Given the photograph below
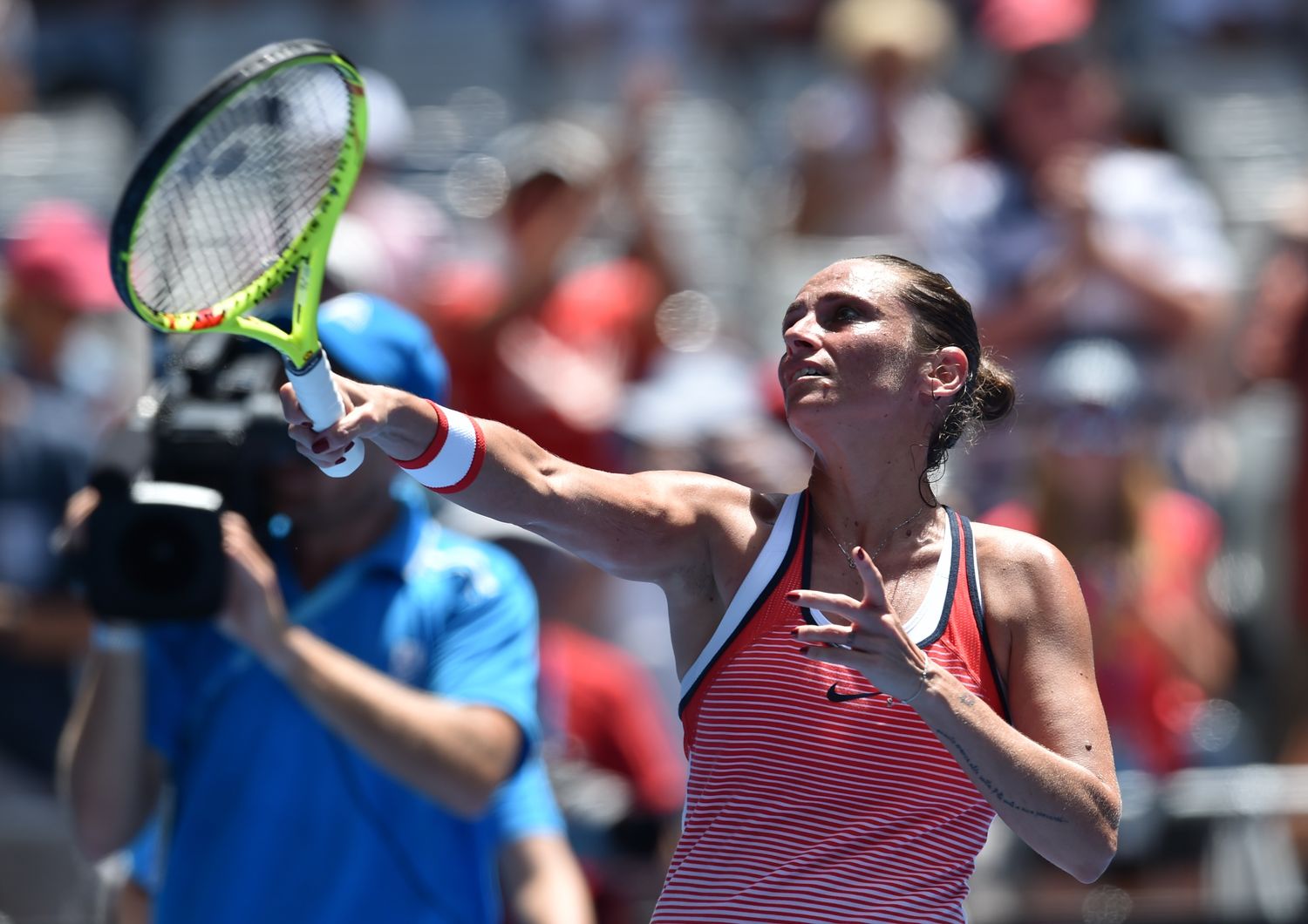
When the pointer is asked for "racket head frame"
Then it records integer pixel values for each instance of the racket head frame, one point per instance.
(306, 255)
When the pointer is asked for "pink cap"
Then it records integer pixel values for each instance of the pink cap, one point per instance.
(59, 250)
(1018, 25)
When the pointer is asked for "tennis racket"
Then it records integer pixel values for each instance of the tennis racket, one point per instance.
(240, 194)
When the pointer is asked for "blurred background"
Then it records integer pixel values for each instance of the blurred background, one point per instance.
(602, 208)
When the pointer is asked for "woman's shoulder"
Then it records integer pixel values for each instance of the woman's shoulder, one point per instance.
(1022, 575)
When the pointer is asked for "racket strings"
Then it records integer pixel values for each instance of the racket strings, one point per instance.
(241, 190)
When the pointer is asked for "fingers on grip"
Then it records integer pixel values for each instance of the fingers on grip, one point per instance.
(352, 459)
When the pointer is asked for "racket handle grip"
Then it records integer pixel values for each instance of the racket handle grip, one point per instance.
(318, 399)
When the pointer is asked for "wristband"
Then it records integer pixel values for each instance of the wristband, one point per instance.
(110, 636)
(453, 459)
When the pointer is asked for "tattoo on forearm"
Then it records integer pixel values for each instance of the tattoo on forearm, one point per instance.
(996, 791)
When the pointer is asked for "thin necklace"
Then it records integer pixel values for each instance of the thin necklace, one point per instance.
(849, 558)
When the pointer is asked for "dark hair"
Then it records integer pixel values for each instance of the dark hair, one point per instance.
(944, 318)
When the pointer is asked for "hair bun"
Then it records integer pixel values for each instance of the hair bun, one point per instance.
(994, 392)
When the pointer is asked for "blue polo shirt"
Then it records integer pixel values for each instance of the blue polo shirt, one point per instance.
(279, 819)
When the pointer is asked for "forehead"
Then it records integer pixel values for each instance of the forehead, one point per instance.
(853, 277)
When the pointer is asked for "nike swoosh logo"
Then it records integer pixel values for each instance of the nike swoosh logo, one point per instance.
(845, 696)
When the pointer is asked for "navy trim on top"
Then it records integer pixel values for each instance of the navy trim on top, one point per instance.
(800, 527)
(949, 591)
(975, 592)
(955, 550)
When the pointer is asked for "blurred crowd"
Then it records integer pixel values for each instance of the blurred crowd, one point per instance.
(601, 208)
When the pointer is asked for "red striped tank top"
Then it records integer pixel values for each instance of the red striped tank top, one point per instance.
(811, 798)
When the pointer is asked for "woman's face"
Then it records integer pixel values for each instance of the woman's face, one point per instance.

* * * * *

Which lines of the listing above contain the string "polo"? List each of them in full.

When the pointer is asked for "blue polo shirt"
Then it records integer pixel values for each instance of the blue polo shirt, one point per instance.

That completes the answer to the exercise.